**Exercise details:** Report every line from the following entries that contains the string "panel".

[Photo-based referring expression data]
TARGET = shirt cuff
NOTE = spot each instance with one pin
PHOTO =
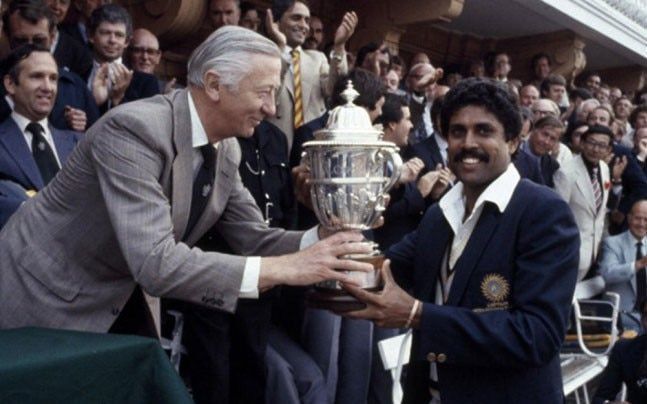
(309, 238)
(616, 189)
(249, 285)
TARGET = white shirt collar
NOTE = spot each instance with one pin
(96, 63)
(198, 134)
(499, 192)
(22, 121)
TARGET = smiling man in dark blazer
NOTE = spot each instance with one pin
(31, 82)
(491, 269)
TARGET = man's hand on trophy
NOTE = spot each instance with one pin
(345, 30)
(319, 262)
(390, 308)
(410, 170)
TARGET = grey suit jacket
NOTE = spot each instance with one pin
(617, 267)
(573, 183)
(113, 217)
(317, 81)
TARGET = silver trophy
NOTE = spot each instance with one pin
(352, 171)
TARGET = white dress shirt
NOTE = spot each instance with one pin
(22, 123)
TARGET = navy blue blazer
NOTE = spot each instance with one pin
(72, 91)
(501, 329)
(624, 365)
(427, 151)
(18, 165)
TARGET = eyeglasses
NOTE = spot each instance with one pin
(149, 51)
(597, 145)
(36, 40)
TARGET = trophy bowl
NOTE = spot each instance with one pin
(352, 170)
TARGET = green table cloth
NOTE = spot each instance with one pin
(40, 365)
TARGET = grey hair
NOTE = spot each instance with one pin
(228, 51)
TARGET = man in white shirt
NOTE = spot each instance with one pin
(492, 269)
(308, 78)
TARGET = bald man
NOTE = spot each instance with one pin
(144, 55)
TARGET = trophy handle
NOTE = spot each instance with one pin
(396, 162)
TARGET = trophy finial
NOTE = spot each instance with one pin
(349, 94)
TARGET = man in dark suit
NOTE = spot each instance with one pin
(69, 54)
(27, 158)
(31, 21)
(492, 269)
(110, 81)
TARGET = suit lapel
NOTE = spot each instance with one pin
(432, 251)
(226, 169)
(182, 165)
(630, 255)
(435, 151)
(473, 250)
(17, 148)
(583, 182)
(306, 79)
(64, 144)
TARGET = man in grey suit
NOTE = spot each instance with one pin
(123, 212)
(623, 263)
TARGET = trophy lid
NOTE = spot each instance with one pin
(349, 122)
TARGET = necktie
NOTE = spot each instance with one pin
(202, 186)
(641, 278)
(298, 97)
(42, 152)
(597, 192)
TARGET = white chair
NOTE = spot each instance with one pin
(578, 368)
(394, 352)
(174, 345)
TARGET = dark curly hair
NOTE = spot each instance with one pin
(486, 93)
(367, 84)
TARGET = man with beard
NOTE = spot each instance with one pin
(491, 269)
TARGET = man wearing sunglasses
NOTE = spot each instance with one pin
(32, 22)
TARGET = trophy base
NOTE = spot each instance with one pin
(333, 300)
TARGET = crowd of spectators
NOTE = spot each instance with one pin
(585, 139)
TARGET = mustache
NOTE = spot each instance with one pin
(474, 153)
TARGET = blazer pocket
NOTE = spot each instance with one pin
(52, 274)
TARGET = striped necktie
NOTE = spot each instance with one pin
(298, 98)
(42, 152)
(597, 191)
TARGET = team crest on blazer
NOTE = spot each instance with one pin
(495, 288)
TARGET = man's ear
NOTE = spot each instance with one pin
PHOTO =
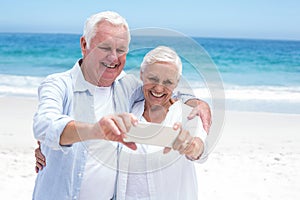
(83, 46)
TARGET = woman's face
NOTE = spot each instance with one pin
(159, 80)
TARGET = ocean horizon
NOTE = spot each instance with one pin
(257, 74)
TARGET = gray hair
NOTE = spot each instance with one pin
(162, 54)
(91, 23)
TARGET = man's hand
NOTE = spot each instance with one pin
(40, 159)
(115, 127)
(201, 108)
(185, 144)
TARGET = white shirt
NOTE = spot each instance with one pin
(161, 176)
(96, 172)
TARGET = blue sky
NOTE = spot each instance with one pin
(268, 19)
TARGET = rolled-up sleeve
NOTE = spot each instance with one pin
(53, 112)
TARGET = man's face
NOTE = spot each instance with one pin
(105, 57)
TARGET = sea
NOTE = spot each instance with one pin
(252, 74)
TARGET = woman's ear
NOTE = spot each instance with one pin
(83, 46)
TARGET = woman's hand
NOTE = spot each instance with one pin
(185, 144)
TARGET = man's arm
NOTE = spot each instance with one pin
(111, 127)
(202, 109)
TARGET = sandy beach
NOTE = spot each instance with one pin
(257, 156)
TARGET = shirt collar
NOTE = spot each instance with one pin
(79, 83)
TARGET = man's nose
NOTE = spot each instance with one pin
(159, 87)
(112, 56)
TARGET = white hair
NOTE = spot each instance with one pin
(91, 23)
(162, 54)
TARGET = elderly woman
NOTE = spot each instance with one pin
(153, 173)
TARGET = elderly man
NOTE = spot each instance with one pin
(71, 104)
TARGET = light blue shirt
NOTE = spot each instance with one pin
(65, 97)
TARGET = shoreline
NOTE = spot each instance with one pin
(256, 157)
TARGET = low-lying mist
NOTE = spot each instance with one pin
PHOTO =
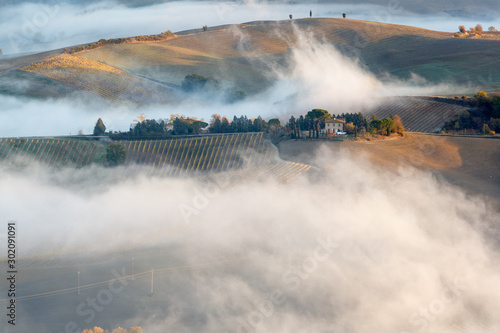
(354, 249)
(316, 75)
(31, 27)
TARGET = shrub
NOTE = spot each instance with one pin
(479, 29)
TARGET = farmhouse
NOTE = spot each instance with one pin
(334, 125)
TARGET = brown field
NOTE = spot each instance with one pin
(242, 54)
(471, 163)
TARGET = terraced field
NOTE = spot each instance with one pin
(48, 152)
(215, 153)
(244, 55)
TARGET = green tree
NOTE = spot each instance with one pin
(180, 126)
(398, 126)
(216, 124)
(99, 128)
(481, 98)
(387, 126)
(115, 154)
(196, 126)
(274, 122)
(479, 29)
(318, 114)
(225, 127)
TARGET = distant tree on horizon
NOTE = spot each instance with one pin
(479, 29)
(99, 128)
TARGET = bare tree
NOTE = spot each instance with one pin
(479, 29)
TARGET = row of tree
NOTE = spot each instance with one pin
(241, 124)
(477, 30)
(314, 121)
(482, 115)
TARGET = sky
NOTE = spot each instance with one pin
(32, 27)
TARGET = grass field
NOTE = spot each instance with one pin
(418, 114)
(239, 53)
(242, 55)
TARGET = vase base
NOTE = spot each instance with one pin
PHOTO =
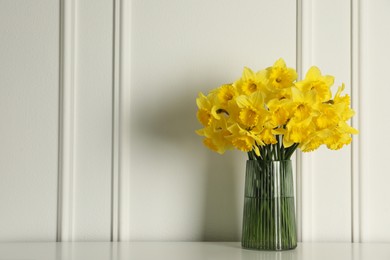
(267, 249)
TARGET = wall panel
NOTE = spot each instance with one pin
(178, 189)
(29, 95)
(374, 92)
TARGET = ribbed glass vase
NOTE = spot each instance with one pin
(269, 212)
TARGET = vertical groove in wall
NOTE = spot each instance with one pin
(355, 82)
(66, 122)
(298, 158)
(304, 162)
(124, 115)
(115, 187)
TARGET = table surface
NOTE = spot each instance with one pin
(188, 251)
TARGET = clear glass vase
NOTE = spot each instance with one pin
(269, 212)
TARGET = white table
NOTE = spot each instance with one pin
(188, 251)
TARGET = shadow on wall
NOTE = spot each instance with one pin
(175, 122)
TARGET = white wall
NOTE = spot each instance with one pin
(29, 75)
(120, 80)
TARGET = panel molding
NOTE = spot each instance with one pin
(355, 96)
(124, 76)
(115, 189)
(65, 208)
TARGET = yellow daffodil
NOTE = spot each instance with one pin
(244, 140)
(250, 82)
(224, 94)
(204, 109)
(280, 77)
(328, 116)
(216, 136)
(269, 115)
(317, 83)
(252, 111)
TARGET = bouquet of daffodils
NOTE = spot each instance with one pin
(269, 114)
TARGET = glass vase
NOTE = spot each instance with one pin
(269, 211)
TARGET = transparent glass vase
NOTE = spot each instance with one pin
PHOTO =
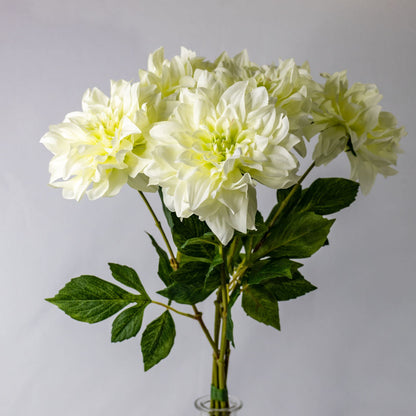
(203, 405)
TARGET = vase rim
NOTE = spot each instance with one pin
(204, 403)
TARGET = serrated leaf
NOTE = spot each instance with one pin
(254, 236)
(283, 288)
(213, 275)
(186, 293)
(188, 285)
(164, 268)
(128, 323)
(298, 236)
(328, 195)
(261, 305)
(270, 268)
(91, 299)
(127, 276)
(281, 195)
(157, 340)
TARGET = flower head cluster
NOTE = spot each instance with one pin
(98, 150)
(351, 120)
(207, 132)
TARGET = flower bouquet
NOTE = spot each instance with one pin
(204, 135)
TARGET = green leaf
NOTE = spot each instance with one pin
(270, 268)
(157, 340)
(281, 195)
(328, 195)
(213, 275)
(298, 236)
(229, 330)
(128, 277)
(128, 323)
(165, 268)
(188, 285)
(254, 236)
(261, 305)
(283, 288)
(90, 299)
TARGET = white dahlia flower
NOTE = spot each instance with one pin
(290, 85)
(214, 146)
(168, 76)
(350, 119)
(98, 150)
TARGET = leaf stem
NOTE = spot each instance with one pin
(173, 261)
(188, 315)
(198, 317)
(223, 358)
(283, 204)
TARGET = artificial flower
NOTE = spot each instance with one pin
(351, 120)
(98, 149)
(214, 147)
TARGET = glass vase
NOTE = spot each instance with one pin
(203, 405)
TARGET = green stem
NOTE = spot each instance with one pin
(283, 204)
(173, 260)
(222, 378)
(188, 315)
(198, 317)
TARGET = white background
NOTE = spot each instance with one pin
(346, 349)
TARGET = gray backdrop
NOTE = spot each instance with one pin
(346, 349)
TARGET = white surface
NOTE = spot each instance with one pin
(346, 349)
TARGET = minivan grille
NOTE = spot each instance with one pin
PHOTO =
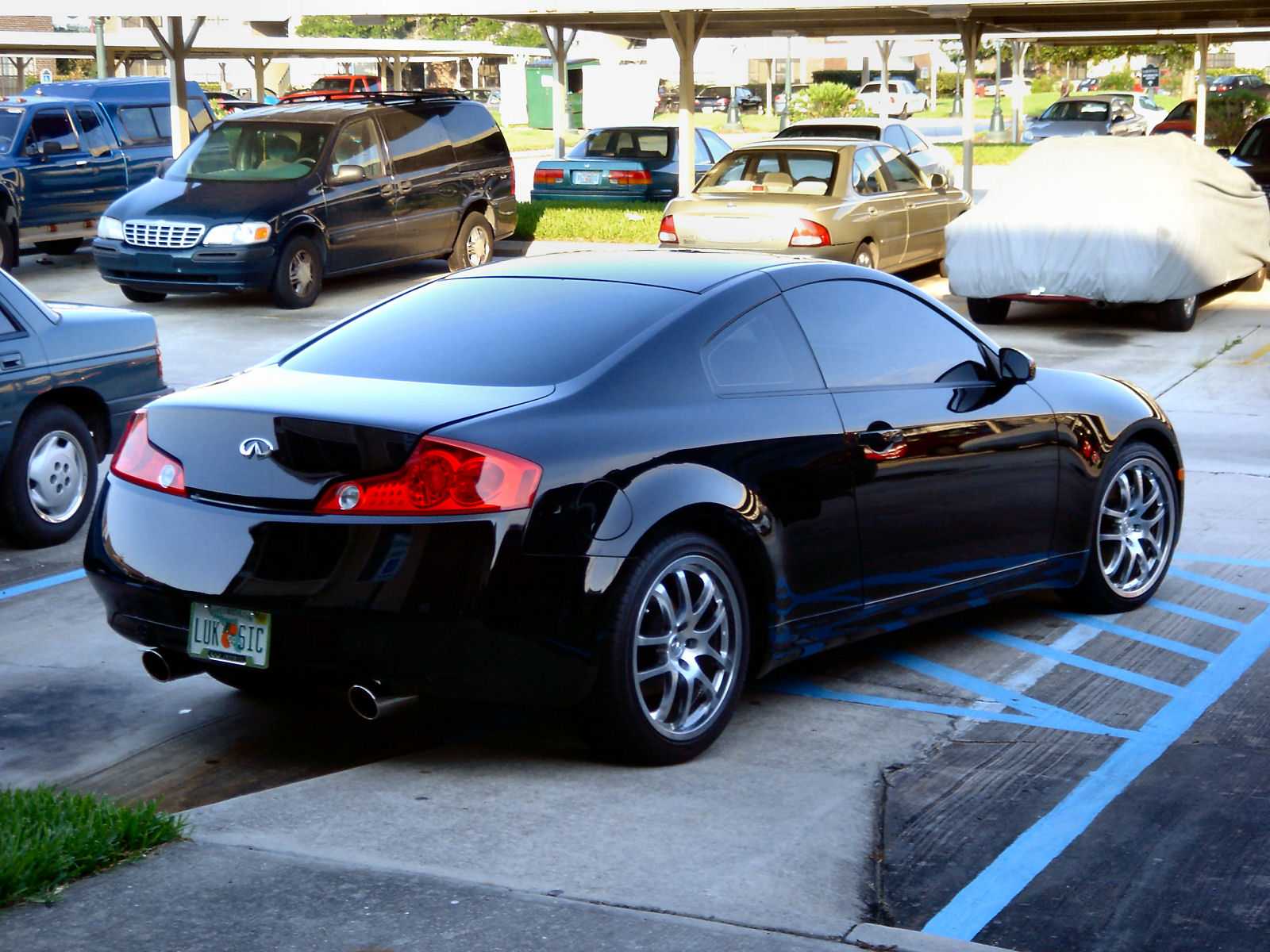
(162, 234)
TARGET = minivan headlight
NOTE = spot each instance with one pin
(110, 228)
(249, 232)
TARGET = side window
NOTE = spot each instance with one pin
(474, 133)
(867, 173)
(902, 171)
(867, 334)
(359, 144)
(52, 126)
(97, 140)
(416, 143)
(761, 352)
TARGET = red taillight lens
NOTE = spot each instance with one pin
(630, 177)
(140, 461)
(441, 478)
(808, 234)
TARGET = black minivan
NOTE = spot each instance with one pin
(279, 197)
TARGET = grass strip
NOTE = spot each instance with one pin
(635, 222)
(51, 837)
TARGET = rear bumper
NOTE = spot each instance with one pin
(188, 270)
(436, 607)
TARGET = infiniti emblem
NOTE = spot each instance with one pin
(256, 447)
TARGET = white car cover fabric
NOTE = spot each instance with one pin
(1108, 219)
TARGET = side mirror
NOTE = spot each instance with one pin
(347, 175)
(1016, 367)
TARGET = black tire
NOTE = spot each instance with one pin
(8, 245)
(48, 482)
(988, 310)
(141, 296)
(1136, 516)
(474, 245)
(648, 704)
(60, 247)
(298, 279)
(1176, 315)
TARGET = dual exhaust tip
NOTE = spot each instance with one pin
(370, 704)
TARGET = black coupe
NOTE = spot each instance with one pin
(626, 482)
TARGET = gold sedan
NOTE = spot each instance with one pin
(851, 201)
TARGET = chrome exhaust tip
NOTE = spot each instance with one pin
(370, 706)
(164, 666)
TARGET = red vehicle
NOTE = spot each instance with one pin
(1181, 118)
(343, 83)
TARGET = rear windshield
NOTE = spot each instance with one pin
(491, 332)
(252, 152)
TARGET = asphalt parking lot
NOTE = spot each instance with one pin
(1018, 776)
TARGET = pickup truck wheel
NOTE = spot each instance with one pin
(988, 310)
(474, 245)
(140, 296)
(298, 282)
(60, 247)
(50, 479)
(8, 247)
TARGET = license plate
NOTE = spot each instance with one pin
(229, 635)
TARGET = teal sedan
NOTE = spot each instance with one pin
(624, 164)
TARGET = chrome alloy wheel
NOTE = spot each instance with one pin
(56, 476)
(686, 649)
(302, 272)
(1137, 526)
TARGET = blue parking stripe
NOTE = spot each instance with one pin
(1047, 714)
(804, 689)
(1222, 560)
(1230, 587)
(1180, 647)
(41, 584)
(994, 889)
(1142, 681)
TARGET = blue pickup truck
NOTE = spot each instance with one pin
(70, 149)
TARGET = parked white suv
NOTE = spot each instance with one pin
(903, 98)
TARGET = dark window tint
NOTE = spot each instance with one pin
(474, 133)
(865, 334)
(52, 126)
(491, 332)
(416, 143)
(761, 352)
(902, 171)
(97, 140)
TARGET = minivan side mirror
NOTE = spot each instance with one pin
(1016, 367)
(347, 175)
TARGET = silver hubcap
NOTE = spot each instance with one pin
(1136, 527)
(56, 478)
(478, 247)
(302, 272)
(686, 651)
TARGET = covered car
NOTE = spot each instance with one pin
(1156, 220)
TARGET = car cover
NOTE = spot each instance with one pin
(1109, 219)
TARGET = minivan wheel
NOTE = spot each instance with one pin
(474, 245)
(675, 654)
(141, 296)
(298, 281)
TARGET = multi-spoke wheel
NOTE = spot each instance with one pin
(1134, 531)
(48, 480)
(676, 654)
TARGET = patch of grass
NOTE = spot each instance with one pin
(50, 837)
(634, 222)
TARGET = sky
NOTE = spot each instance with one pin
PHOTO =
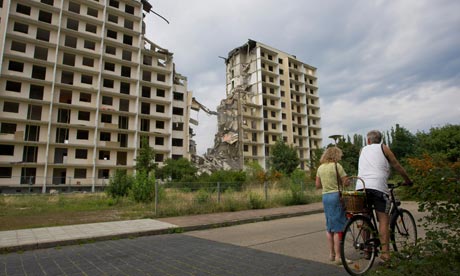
(379, 63)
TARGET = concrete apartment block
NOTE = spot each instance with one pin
(273, 95)
(80, 86)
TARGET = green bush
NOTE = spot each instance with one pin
(143, 188)
(119, 184)
(256, 201)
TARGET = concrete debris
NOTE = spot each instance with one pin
(227, 152)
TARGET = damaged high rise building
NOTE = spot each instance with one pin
(80, 86)
(270, 95)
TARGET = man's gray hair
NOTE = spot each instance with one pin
(374, 136)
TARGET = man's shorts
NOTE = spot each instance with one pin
(379, 200)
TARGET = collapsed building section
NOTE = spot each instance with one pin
(270, 95)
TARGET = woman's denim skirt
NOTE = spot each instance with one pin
(335, 215)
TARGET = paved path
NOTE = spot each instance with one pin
(168, 254)
(150, 254)
(28, 239)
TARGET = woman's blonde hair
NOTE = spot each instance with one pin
(332, 154)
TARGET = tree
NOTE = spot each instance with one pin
(402, 142)
(145, 160)
(442, 142)
(178, 170)
(284, 158)
(119, 184)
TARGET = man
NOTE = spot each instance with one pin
(374, 168)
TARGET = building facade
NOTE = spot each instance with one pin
(276, 97)
(80, 86)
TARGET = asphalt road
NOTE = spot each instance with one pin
(293, 246)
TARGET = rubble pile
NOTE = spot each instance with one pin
(226, 154)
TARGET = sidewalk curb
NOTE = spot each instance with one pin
(246, 221)
(172, 230)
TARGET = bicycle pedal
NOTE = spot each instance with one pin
(374, 242)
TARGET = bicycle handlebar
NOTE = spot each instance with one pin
(394, 186)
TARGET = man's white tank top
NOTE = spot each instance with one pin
(373, 168)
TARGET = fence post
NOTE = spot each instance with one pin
(156, 197)
(218, 192)
(266, 190)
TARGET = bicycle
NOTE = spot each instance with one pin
(360, 242)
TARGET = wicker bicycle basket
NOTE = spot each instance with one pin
(354, 201)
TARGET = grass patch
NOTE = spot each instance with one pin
(42, 210)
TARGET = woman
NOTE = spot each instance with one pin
(326, 179)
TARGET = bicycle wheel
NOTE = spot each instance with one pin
(357, 246)
(403, 230)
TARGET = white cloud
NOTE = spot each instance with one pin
(379, 62)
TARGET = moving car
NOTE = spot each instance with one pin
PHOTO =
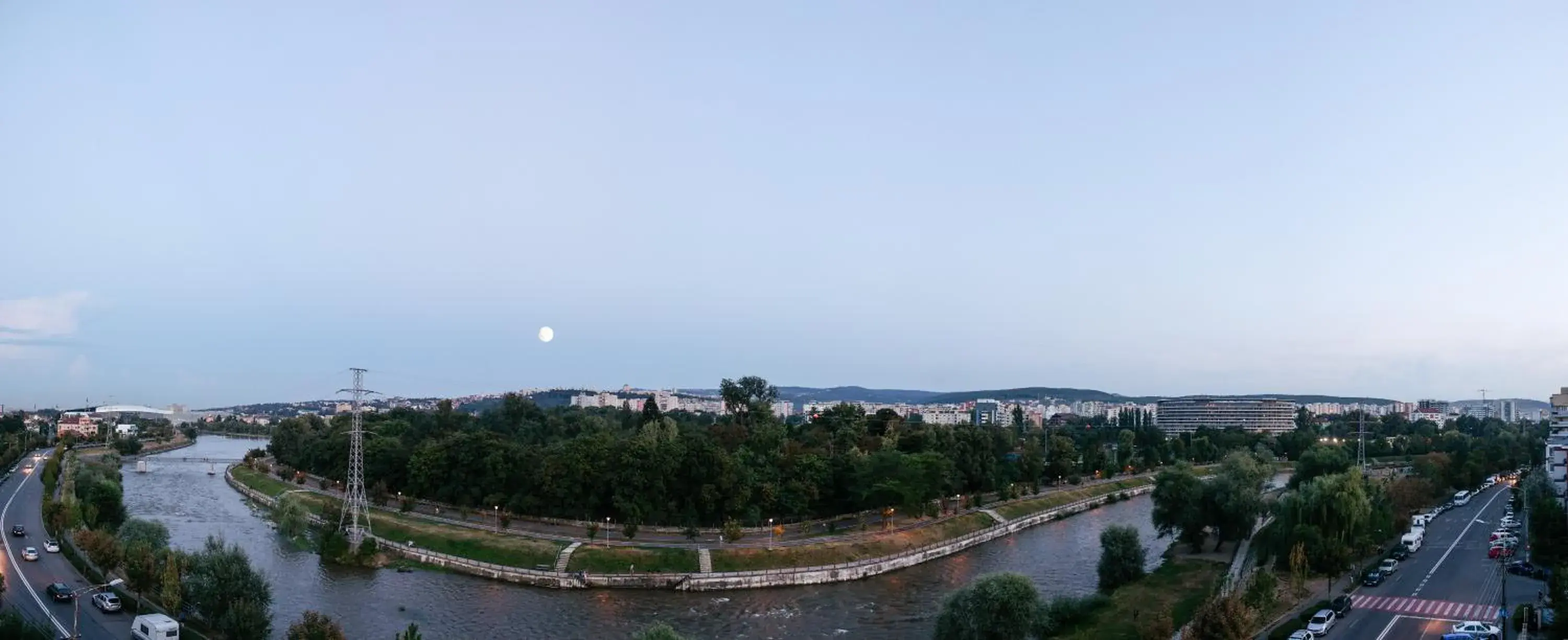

**Response:**
TARGET = wall panel
TARGET = panel molding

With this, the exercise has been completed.